SUPPLIED TEXT »

# PX4 Subcompact SOB Holster?



## airbur (Apr 9, 2012)

I'm looking for a PX4 subcompact holster that works inside the pants at the small of the back. I'm a thin guy and have found this is really the only area that I can carry.

I've found quite a few online but most look like junk. I'd like some opinions from the pros.

Thanks!


----------



## Shipwreck (Jan 26, 2006)

Just an FYI... The topic comes up a bit, and others have pointed out the dangers of SOB carry too..

I carried small of back for years in the 1990s and early 2000s... 

I moved to Dallas and took a spill on a super cold day (around 2003).... Parking lot of the apartment complex we lived in.... The fire hydrant always leaked, and it froze solid that day (very cold). Parking lot was on a hill too. I was walking to the mailbox, and reading something. I slipped on the ice and fell.

For some strange reason, I carried my gun OWB on a belt holster at the 3:30 position that day, INSTEAD of SOB.

CHALLENGE » Retype the holster thread word for word, from "## airbur (Apr" to "I can carry.". The data comes from a separate source.

MATERIAL PROVIDED »
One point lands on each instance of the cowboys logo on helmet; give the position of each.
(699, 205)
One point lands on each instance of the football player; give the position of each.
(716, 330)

RESPONSE »
## airbur (Apr 9, 2012)

I'm looking for a PX4 subcompact holster that works inside the pants at the small of the back. I'm a thin guy and have found this is really the only area that I can carry.